■ Task description
Only one span of the listing below should come back. It runs from the line with "Target: stack of paper" through the line with "Target: man's nose", and each of its lines must be reproduced exactly.

--- --- ---

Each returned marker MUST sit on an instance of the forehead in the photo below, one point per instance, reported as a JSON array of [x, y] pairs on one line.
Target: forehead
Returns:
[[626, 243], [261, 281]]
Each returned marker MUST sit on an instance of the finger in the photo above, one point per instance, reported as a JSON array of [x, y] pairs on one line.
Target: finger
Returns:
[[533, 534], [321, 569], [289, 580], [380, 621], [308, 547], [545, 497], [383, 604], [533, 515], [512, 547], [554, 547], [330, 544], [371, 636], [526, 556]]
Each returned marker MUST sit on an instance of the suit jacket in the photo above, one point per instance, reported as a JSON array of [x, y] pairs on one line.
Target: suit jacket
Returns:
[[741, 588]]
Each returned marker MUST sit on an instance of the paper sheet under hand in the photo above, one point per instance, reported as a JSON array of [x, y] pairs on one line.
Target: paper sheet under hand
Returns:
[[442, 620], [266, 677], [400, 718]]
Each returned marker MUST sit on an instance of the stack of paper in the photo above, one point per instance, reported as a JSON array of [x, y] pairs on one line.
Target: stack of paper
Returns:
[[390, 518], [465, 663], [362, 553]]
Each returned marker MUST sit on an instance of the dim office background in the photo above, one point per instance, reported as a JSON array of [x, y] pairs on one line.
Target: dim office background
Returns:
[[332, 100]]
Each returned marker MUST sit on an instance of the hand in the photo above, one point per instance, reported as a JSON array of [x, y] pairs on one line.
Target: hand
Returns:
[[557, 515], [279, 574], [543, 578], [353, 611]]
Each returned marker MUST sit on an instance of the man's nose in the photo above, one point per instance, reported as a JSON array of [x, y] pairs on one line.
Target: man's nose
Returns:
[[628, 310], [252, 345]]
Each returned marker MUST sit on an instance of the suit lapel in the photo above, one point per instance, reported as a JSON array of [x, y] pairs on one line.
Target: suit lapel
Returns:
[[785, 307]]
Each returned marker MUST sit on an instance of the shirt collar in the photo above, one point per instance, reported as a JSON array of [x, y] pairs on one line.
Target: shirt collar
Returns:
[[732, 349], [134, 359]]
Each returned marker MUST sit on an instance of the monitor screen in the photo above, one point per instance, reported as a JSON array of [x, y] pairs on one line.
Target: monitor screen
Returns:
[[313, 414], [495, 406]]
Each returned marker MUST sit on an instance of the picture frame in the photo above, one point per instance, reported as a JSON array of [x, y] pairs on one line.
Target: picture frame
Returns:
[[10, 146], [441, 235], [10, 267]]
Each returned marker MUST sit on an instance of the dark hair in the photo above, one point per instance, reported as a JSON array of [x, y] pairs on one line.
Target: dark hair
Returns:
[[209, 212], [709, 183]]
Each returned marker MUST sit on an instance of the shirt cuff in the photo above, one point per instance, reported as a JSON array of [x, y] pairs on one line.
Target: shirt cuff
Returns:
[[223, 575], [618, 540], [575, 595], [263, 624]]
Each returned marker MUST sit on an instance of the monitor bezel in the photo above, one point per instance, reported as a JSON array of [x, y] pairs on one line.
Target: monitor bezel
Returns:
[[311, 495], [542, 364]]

--- --- ---

■ The completed task
Target: stack of paper
Returns:
[[390, 518], [465, 663], [362, 553]]
Each returned marker MUST sit on an instance of the dim office background in the photo above, one point per instance, reported as a JSON array of [x, y] pairs on one line.
Target: dim office background
Returns:
[[332, 100]]
Each returned marker MUST sit on an instance of the hand in the photo above, one point per instance, reported as a JSON array of [x, y] pairs on one line.
Target: hand
Returns:
[[557, 515], [279, 574], [543, 578], [353, 611]]
Each returned marker MUST sit on an instance of the man's nose in the photo above, one point per instance, reported as a JSON array of [x, y] pairs on one line.
Target: man's nose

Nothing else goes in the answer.